■ **EXERCISE REQUIREMENTS**
The required output consists solely of the lines from the top of the listing through the line containing "Target: white speedboat", transcribed exactly.
________________________________________
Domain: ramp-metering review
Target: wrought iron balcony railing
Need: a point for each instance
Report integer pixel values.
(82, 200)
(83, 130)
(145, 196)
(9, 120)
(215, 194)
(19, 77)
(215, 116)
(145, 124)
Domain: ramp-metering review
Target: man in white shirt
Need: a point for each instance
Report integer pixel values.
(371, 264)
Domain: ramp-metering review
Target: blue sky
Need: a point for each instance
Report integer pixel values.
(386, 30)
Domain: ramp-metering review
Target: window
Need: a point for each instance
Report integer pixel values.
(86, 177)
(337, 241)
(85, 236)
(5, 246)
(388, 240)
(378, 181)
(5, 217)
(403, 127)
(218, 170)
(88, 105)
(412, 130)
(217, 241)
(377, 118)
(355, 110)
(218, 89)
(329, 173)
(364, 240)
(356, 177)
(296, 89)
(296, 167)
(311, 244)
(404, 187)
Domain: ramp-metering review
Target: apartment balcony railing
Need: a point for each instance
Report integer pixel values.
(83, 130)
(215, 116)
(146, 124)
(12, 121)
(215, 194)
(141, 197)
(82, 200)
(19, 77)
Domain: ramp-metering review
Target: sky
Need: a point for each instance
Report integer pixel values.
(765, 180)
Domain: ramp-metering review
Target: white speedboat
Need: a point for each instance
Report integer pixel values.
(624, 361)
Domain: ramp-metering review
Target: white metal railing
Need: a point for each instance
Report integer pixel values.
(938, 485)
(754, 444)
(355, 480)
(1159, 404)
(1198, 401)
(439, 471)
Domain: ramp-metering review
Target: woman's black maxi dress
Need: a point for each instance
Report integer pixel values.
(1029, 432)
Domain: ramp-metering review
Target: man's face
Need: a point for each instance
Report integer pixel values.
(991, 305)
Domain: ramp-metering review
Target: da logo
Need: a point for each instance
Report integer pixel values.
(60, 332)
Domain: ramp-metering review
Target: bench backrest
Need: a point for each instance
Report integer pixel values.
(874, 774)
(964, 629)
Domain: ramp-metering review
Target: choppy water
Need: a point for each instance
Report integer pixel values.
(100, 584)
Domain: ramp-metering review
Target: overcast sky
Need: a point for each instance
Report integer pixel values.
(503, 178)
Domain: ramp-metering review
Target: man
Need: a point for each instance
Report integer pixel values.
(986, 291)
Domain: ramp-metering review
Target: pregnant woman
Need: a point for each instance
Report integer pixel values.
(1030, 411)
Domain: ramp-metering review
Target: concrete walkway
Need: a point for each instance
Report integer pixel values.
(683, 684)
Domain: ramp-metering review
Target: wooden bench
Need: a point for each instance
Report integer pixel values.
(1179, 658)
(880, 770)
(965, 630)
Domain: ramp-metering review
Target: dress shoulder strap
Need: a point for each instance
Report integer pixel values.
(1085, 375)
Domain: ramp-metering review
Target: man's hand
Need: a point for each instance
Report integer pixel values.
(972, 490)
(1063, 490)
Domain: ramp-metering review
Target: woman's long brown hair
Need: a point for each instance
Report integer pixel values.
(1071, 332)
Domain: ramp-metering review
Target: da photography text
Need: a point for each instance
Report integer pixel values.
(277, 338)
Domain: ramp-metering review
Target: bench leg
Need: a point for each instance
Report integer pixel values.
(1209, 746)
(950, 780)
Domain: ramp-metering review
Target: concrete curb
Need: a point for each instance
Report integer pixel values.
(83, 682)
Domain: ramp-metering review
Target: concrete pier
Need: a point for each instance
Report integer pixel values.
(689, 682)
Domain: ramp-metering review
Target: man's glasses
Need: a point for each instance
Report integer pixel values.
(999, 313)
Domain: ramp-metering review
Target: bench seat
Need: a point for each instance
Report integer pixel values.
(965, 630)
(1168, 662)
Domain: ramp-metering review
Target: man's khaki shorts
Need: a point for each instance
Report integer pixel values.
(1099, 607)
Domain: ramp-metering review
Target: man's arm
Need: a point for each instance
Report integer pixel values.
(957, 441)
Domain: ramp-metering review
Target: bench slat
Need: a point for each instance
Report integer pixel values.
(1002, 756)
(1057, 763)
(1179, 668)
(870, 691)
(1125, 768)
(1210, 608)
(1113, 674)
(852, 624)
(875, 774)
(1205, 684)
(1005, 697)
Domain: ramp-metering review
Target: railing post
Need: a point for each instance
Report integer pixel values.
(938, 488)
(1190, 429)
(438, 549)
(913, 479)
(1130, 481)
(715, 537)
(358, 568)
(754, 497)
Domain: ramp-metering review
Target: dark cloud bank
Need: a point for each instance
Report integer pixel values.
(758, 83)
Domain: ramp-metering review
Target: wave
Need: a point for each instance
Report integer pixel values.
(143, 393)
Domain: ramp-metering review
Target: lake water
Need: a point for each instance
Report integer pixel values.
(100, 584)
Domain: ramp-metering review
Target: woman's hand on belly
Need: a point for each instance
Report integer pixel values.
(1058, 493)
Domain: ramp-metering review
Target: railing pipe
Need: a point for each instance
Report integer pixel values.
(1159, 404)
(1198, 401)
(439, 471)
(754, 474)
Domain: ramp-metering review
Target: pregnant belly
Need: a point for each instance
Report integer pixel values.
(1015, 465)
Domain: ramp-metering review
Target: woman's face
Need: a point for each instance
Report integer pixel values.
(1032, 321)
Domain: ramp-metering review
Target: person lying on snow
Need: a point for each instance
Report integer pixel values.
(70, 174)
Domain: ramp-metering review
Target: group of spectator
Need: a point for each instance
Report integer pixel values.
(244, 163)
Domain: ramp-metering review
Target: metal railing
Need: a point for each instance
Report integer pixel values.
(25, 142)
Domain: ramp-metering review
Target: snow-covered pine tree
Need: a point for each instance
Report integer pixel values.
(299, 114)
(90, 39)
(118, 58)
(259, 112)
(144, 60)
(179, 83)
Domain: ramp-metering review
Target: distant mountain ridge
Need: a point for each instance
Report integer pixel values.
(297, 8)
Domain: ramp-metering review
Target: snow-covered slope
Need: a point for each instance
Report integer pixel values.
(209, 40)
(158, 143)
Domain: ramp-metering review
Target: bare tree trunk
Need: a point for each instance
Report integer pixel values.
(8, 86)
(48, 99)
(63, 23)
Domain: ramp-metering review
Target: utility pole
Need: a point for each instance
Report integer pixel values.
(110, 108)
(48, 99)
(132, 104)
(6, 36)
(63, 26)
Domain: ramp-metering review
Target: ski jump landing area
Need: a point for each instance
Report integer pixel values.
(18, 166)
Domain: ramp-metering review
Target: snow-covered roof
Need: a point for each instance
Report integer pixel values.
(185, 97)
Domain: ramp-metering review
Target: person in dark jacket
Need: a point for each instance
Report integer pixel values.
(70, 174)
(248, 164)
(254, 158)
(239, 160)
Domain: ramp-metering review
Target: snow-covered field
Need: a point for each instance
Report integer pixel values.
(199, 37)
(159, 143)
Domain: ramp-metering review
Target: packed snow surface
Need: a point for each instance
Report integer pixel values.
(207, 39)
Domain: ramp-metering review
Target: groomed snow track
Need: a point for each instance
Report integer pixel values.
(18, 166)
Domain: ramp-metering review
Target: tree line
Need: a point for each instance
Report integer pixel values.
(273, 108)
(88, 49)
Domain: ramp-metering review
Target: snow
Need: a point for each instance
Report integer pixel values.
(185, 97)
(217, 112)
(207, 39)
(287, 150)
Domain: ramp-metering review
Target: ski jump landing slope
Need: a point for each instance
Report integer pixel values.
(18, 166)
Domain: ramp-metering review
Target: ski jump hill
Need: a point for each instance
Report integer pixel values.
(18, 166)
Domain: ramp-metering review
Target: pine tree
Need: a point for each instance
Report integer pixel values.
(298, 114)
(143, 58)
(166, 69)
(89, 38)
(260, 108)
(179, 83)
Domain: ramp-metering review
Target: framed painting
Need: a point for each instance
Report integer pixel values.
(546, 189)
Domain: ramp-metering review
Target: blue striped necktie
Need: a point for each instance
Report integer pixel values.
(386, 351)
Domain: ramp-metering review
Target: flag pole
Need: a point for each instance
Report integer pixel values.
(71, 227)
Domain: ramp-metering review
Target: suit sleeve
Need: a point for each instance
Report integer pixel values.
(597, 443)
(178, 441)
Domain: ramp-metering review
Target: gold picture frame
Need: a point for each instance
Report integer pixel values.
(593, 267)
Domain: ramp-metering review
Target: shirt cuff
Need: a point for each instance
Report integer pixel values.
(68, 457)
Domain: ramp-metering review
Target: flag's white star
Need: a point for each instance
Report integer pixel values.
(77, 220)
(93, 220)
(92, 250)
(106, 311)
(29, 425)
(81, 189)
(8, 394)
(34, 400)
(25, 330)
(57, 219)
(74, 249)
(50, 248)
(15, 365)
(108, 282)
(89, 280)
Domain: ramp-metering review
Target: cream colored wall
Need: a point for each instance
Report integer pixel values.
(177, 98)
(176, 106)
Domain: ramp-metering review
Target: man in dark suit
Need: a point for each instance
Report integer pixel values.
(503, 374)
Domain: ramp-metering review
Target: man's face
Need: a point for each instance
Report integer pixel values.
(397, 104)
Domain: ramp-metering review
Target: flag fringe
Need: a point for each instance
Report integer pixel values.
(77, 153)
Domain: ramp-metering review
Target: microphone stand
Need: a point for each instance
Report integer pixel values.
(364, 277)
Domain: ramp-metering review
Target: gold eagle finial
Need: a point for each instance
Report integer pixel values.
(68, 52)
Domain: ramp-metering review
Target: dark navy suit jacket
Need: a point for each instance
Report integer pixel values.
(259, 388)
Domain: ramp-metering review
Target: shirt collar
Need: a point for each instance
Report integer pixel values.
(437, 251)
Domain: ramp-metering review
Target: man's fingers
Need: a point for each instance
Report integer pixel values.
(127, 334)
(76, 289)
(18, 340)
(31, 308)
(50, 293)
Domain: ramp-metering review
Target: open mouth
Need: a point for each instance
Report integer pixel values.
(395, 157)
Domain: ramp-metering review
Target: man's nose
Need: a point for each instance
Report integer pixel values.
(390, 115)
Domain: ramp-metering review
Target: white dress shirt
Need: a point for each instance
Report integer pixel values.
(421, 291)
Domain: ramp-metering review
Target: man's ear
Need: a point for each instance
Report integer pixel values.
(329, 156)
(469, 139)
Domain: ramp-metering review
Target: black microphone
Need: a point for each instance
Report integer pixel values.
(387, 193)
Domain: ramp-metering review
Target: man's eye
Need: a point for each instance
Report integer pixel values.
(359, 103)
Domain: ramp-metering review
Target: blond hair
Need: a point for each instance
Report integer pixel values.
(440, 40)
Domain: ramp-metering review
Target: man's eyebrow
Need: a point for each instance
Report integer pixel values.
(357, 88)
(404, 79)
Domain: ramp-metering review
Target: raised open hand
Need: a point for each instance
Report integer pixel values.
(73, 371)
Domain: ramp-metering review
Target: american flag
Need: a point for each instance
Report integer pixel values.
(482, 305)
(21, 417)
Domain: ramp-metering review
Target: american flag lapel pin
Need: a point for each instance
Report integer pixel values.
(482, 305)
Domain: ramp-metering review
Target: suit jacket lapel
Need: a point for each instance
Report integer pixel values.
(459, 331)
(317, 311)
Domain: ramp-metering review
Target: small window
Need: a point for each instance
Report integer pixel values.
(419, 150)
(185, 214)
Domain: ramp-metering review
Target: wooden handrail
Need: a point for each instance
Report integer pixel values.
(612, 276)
________________________________________
■ **FINISHED TASK**
Domain: ramp-metering review
Target: wrought iron balcony railing
Need: a point for each instance
Report integer pixel values.
(82, 200)
(83, 130)
(145, 196)
(9, 120)
(215, 194)
(19, 77)
(215, 116)
(145, 124)
Domain: ramp-metering review
Target: man in white shirt
Need: a point for each instance
Report integer pixel values.
(371, 264)
Domain: ramp-metering review
Target: blue sky
Need: a point for each instance
Report integer pixel values.
(386, 30)
Domain: ramp-metering review
Target: window
Need: a point for each instance
Report integer pixel values.
(86, 177)
(337, 241)
(85, 236)
(5, 246)
(388, 240)
(378, 181)
(5, 217)
(403, 127)
(218, 170)
(88, 105)
(412, 130)
(217, 241)
(377, 118)
(355, 110)
(218, 89)
(329, 173)
(364, 240)
(356, 177)
(296, 89)
(296, 167)
(311, 244)
(404, 187)
Domain: ramp-metering review
Target: apartment balcony railing
Need: a point for each instance
Report integer pixel values.
(83, 130)
(215, 116)
(146, 124)
(12, 121)
(215, 194)
(141, 197)
(82, 200)
(19, 77)
Domain: ramp-metering review
Target: sky
Need: a point for each instance
Report integer pixel values.
(765, 180)
Domain: ramp-metering review
Target: white speedboat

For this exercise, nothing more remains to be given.